'''
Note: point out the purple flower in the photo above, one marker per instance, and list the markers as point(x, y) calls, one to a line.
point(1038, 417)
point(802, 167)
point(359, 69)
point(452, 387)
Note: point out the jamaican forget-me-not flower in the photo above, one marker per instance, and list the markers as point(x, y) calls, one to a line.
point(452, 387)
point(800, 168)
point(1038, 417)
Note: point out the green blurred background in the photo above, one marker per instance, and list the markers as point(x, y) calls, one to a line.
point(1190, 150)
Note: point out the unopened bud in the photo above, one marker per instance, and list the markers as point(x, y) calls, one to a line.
'''
All the data is to be copied over exactly as it stands.

Note: point out the purple flower in the photo above, one marker per instance, and list the markers as point(x, y) calls, one to a line.
point(1038, 417)
point(802, 167)
point(359, 69)
point(452, 387)
Note: point out the jamaican forget-me-not flower in the photo above, one marker per instance, and list the markers as point(x, y) calls, one to a line.
point(452, 387)
point(800, 168)
point(1038, 417)
Note: point out the green blurred background in the photo above, one marker per instance, and list the markers as point(x, y) calls, one to a line.
point(1190, 150)
Note: point out the unopened bud in the photo above, one marker per instance, and list the markers as point(x, y) calls, one to a line.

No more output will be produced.